● Data listing:
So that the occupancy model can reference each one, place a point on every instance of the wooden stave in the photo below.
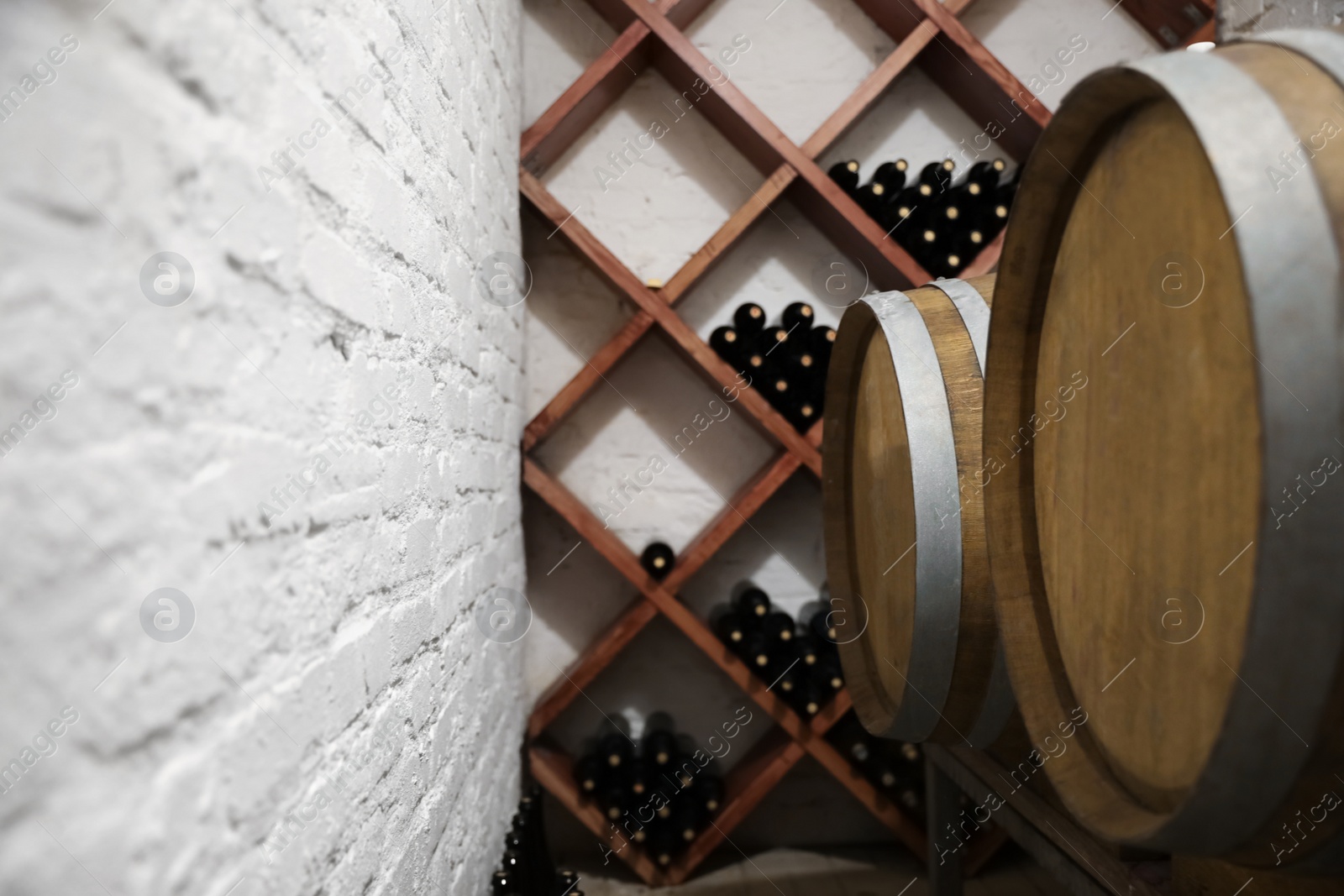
(1079, 132)
(964, 694)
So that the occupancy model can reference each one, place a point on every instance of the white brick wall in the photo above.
(333, 674)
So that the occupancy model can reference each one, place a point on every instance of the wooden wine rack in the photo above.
(651, 34)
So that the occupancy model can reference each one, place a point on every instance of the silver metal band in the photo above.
(999, 700)
(1326, 49)
(933, 472)
(1292, 275)
(998, 705)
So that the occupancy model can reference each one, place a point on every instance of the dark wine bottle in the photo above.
(514, 871)
(658, 560)
(777, 391)
(756, 365)
(732, 626)
(772, 342)
(542, 867)
(615, 748)
(756, 651)
(564, 882)
(808, 698)
(615, 799)
(820, 342)
(987, 174)
(846, 174)
(707, 792)
(749, 318)
(873, 197)
(659, 743)
(797, 320)
(588, 774)
(806, 647)
(803, 414)
(822, 625)
(827, 673)
(638, 778)
(752, 602)
(783, 676)
(727, 345)
(891, 175)
(937, 176)
(522, 866)
(803, 372)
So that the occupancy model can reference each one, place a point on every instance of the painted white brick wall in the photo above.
(333, 721)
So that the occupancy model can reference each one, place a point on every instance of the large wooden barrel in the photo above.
(1163, 449)
(905, 531)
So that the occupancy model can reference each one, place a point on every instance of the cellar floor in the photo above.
(837, 872)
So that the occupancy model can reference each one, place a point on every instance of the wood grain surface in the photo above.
(870, 515)
(1126, 402)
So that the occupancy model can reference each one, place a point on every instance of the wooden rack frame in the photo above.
(927, 33)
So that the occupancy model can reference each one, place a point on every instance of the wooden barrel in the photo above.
(904, 524)
(1163, 443)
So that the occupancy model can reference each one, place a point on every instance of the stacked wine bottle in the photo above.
(800, 663)
(942, 222)
(894, 768)
(655, 795)
(786, 363)
(528, 868)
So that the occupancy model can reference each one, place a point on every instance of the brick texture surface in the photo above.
(318, 448)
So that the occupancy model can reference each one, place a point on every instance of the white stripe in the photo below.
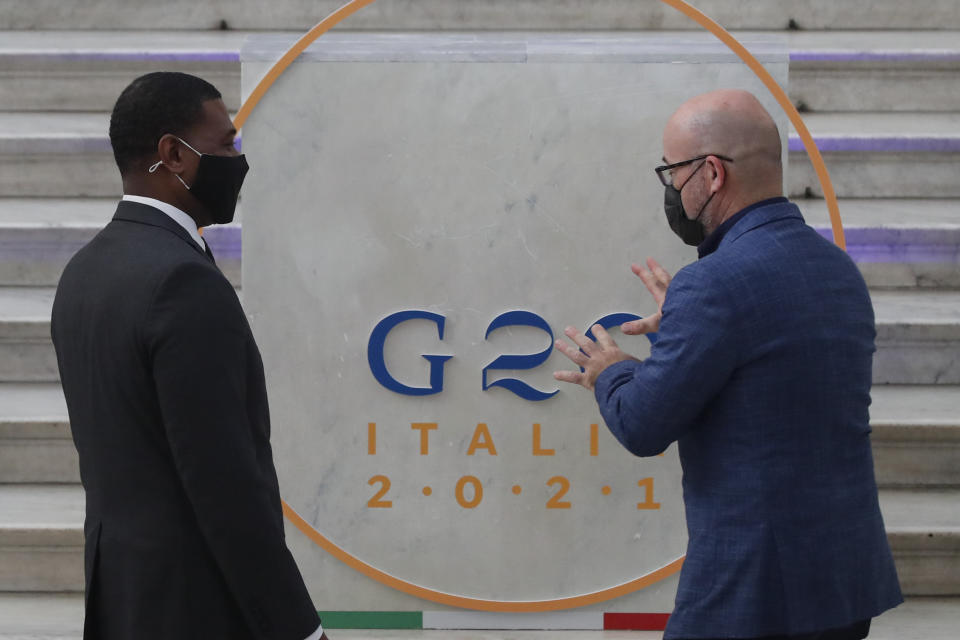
(573, 620)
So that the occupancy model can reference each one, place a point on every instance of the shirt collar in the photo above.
(712, 242)
(181, 218)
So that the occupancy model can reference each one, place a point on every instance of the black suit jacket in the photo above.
(168, 407)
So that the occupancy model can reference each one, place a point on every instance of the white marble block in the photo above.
(464, 177)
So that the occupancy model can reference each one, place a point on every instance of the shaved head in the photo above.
(730, 123)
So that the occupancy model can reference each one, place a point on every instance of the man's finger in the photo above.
(603, 338)
(650, 281)
(582, 341)
(649, 324)
(662, 275)
(573, 377)
(578, 357)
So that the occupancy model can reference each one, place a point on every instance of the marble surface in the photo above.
(466, 176)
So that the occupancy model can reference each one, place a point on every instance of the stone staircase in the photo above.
(878, 80)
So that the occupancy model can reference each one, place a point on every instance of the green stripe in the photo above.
(372, 619)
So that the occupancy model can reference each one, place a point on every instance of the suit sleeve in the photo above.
(198, 340)
(648, 405)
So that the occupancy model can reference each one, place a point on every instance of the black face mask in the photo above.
(692, 232)
(218, 182)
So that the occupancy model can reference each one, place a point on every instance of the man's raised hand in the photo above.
(656, 280)
(592, 356)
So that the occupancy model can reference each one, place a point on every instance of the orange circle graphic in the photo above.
(673, 567)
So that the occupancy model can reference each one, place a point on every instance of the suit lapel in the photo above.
(145, 214)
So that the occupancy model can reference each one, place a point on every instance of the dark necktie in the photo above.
(206, 248)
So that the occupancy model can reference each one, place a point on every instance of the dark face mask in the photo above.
(690, 231)
(218, 182)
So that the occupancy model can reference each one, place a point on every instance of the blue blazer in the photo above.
(762, 373)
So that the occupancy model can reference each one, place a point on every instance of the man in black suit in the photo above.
(166, 394)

● SHORT PROBLEM:
Return every record above verbatim, line for line, omitting the pictures.

● ANSWER:
So that the occupancy model can reference each one, place a point on every instance of the wooden stave in the photo below.
(1079, 132)
(964, 694)
So that the occupancy model can reference each one, place a point on every instance of the white brick wall in the photo above.
(333, 674)
So that the occupancy model can reference each one, place a point on every instance of the wooden wine rack in the photo above.
(651, 34)
So that the occupancy model can reference each one, place a point on every instance of the silver metal band in the photo above.
(999, 700)
(1326, 49)
(933, 472)
(1292, 275)
(998, 705)
So that the occupancy model can reference each one, place a point on every instance of the dark wine bottle in the photo above.
(514, 871)
(658, 560)
(777, 391)
(756, 365)
(732, 626)
(772, 342)
(542, 867)
(615, 748)
(756, 651)
(564, 882)
(808, 698)
(615, 799)
(820, 342)
(987, 174)
(846, 174)
(707, 792)
(749, 318)
(873, 197)
(659, 743)
(797, 320)
(588, 774)
(806, 647)
(803, 414)
(822, 625)
(827, 673)
(638, 778)
(752, 602)
(783, 676)
(727, 345)
(891, 175)
(937, 176)
(522, 866)
(803, 372)
So that the occupancy model can reference each one, place a point on every instance of the painted white brick wall in the photo above.
(333, 721)
So that the occupancy model can reference each one, place a point on every instance of the large wooden barrel in the photo above.
(1163, 449)
(905, 531)
So that the occupancy model can reference each one, place a point on every instance of the cellar floor in the photo above.
(837, 872)
So that the occupancy model can reference each one, place a point on every instance of the wood grain surface in the photo above.
(870, 515)
(1126, 402)
So that the occupancy model can reference each one, place a point on every instance of the wooden rack frame in the photo above.
(927, 33)
So that the occupancy model can reference each one, place a point on every instance of the wooden barrel in the photo above.
(904, 524)
(1163, 443)
So that the occupancy model can reference each one, place a point on every instance of the stacked wine bottle in the photo above.
(800, 663)
(942, 222)
(894, 768)
(655, 795)
(786, 363)
(528, 868)
So that the occupancy model can reference each one, place a point on every instance of the brick texture surface in the photo above.
(318, 448)
So that the occupancy model can reference each one, place a point on every instance of the white stripe in the photo below.
(573, 620)
So that the occupancy model can reference each one, place a point on every instance of the shirt collar in the photo above.
(712, 242)
(181, 218)
So that the occupancy model can reference each one, place a point on every instance of the black suit jacket in the photo above.
(168, 407)
So that the occupancy model can reference each one, place a point on every instance of the white marble block in the photo above.
(464, 177)
So that the occupancy model can reference each one, place a point on every instance of the shaved head in the photo above.
(730, 123)
So that the occupancy model can reference each one, place a point on every instance of the man's finger in the photo above.
(603, 338)
(650, 281)
(582, 341)
(649, 324)
(662, 275)
(573, 377)
(578, 357)
So that the occupancy model can reference each one, place a point on every instance of the marble surface in the photo above.
(466, 176)
So that the occupancy model can reference each one, place a point on every instance of the stone staircase in the photo above.
(878, 80)
So that the occupancy model can reference each one, place a point on every instance of the green stripe in the photo above.
(372, 619)
So that the occupancy model can reference each one, place a point on every instance of the suit sleeve in the photo above.
(198, 340)
(648, 405)
So that the occupancy model can reference each one, place a point on every instance of the black face mask in the photo above.
(692, 232)
(218, 182)
So that the occupancy model can reference each one, place a point on every instance of the man's raised hand in the photo above.
(656, 280)
(592, 356)
So that the occupancy model can reference each one, place a point on every instance of the orange circle graphic in the photo above.
(673, 567)
So that the occupancy model can reference each one, place a point on every instance of the suit lapel in the photo above.
(145, 214)
So that the occupancy model can reference each one, place a point on every instance of the dark necktie in the photo above.
(206, 248)
So that the occupancy model can reference each one, place a point on every instance of the dark face mask in the photo above.
(690, 231)
(218, 182)
So that the occupancy model can reference each one, place a point on every instance of the blue blazer in the photo above.
(762, 373)
So that the occupancy model can reference each one, place a point on every instance of the man in black suit in the photo above.
(166, 394)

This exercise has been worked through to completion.